* [Object detection data]:
--- --- ---
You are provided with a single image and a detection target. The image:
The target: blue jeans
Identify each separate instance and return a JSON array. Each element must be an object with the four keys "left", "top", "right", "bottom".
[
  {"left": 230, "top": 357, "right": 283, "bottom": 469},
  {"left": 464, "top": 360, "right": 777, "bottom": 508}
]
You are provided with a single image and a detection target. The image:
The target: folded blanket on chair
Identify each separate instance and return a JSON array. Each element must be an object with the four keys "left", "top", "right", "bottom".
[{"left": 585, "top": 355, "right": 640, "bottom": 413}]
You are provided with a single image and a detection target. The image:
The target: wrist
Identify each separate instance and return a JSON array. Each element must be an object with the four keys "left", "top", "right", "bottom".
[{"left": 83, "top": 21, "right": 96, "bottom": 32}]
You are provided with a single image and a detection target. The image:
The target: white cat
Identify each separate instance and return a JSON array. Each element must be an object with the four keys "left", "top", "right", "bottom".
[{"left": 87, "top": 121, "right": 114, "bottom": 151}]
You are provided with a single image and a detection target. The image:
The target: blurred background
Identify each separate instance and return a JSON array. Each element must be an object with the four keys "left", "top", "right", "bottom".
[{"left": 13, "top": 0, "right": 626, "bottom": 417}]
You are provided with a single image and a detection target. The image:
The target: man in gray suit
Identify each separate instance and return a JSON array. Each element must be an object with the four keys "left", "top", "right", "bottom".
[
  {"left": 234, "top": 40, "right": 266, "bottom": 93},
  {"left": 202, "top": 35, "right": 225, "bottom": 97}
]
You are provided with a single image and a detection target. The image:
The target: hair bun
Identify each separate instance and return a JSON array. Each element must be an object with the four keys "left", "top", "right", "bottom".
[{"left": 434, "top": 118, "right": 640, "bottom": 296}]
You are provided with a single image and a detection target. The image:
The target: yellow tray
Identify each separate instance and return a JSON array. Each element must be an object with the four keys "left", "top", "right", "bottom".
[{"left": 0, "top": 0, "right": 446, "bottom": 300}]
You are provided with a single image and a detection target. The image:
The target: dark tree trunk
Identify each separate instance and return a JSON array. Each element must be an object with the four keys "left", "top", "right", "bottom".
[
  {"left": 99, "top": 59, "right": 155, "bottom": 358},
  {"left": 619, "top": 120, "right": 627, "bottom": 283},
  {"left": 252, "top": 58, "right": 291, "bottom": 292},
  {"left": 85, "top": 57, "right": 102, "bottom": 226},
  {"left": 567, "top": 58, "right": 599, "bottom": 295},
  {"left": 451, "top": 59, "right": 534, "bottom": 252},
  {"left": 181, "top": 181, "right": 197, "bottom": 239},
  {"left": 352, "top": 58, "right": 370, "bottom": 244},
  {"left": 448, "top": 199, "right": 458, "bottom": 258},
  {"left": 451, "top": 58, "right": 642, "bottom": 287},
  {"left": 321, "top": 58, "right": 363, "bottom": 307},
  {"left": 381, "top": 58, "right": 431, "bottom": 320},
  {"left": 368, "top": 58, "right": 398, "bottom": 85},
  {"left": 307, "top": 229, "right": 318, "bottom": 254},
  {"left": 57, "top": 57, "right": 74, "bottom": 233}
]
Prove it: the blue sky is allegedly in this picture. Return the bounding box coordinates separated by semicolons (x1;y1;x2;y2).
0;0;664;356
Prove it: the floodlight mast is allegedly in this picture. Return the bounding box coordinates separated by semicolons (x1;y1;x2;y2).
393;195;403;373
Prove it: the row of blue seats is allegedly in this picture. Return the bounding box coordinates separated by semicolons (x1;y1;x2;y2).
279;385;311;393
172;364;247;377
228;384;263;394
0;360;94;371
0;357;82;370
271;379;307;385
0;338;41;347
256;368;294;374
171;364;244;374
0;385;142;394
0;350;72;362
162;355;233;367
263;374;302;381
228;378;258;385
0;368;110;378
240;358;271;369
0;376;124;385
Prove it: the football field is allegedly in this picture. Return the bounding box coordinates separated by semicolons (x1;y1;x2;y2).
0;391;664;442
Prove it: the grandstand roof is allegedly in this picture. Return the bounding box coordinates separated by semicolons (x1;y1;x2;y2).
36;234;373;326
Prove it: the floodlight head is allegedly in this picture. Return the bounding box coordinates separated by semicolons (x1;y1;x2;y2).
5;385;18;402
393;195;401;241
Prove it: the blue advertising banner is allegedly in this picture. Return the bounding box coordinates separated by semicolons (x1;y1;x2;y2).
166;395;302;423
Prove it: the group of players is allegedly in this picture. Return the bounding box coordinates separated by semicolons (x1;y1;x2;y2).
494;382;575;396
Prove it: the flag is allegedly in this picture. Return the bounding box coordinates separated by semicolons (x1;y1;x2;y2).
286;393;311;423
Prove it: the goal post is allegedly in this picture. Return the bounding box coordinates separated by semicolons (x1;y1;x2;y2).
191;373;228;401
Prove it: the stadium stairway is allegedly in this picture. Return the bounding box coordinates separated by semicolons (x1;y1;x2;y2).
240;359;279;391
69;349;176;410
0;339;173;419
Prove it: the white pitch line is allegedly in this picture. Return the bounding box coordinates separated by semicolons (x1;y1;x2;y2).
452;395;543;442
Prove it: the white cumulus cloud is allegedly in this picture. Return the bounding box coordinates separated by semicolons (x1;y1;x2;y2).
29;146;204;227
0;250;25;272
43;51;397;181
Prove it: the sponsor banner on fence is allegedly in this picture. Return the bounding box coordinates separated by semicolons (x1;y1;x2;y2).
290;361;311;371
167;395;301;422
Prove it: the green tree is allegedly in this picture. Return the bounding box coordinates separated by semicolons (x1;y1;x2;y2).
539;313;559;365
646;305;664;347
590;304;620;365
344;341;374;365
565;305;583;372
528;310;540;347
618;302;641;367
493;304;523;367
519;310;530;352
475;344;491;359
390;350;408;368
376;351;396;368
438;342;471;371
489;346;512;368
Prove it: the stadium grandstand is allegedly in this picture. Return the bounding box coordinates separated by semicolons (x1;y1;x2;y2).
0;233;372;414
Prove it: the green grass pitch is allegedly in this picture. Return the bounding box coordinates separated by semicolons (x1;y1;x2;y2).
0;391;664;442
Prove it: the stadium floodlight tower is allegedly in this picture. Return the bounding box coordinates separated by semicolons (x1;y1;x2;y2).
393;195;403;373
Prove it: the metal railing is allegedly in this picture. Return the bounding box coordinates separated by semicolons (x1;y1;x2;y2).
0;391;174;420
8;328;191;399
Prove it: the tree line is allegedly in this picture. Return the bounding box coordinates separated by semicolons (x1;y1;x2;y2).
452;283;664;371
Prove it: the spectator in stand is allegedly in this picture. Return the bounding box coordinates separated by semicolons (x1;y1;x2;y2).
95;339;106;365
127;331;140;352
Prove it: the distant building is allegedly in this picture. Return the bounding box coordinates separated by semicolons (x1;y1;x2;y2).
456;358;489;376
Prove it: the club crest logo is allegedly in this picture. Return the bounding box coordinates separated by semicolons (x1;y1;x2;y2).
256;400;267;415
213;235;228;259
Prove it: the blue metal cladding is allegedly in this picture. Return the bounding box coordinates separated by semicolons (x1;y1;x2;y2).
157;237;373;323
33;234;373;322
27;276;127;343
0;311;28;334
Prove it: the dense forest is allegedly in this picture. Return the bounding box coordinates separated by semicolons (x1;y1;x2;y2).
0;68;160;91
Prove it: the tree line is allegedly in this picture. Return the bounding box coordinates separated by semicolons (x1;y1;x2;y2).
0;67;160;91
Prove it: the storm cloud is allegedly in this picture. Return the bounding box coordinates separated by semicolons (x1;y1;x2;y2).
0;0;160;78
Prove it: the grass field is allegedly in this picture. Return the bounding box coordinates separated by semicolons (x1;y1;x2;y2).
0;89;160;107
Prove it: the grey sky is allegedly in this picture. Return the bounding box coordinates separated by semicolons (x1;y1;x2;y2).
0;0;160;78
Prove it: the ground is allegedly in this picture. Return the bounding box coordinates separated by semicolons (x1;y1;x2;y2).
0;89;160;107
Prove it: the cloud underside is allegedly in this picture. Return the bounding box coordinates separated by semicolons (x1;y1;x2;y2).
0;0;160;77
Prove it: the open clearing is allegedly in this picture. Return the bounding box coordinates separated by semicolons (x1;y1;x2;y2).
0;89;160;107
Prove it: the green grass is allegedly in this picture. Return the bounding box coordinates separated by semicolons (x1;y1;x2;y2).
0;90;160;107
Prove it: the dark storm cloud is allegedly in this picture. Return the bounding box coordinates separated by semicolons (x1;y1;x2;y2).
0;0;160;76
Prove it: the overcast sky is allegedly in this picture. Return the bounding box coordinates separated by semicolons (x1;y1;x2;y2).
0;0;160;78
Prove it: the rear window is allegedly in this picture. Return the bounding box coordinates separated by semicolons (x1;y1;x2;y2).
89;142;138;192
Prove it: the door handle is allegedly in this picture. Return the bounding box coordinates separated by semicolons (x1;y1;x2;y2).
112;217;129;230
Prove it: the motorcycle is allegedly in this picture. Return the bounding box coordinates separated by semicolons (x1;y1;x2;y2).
--- --- ---
* [What to do]: Copy the lines of the listing above word for word, starting at the line that contains "Prove it: the blue metal" and ending at the line that contains "0;68;160;91", with both of those lines included.

* [In response]:
Prove it: the blue metal cladding is allegedly in this picture. Return the bounding box coordinates separated by semicolons (x1;y1;x2;y2).
157;237;373;323
33;234;373;322
27;276;127;343
0;311;28;334
Prove it: the dense forest is allegedly in this picture. Return the bounding box coordinates separated by semicolons (x1;y1;x2;y2).
0;68;160;91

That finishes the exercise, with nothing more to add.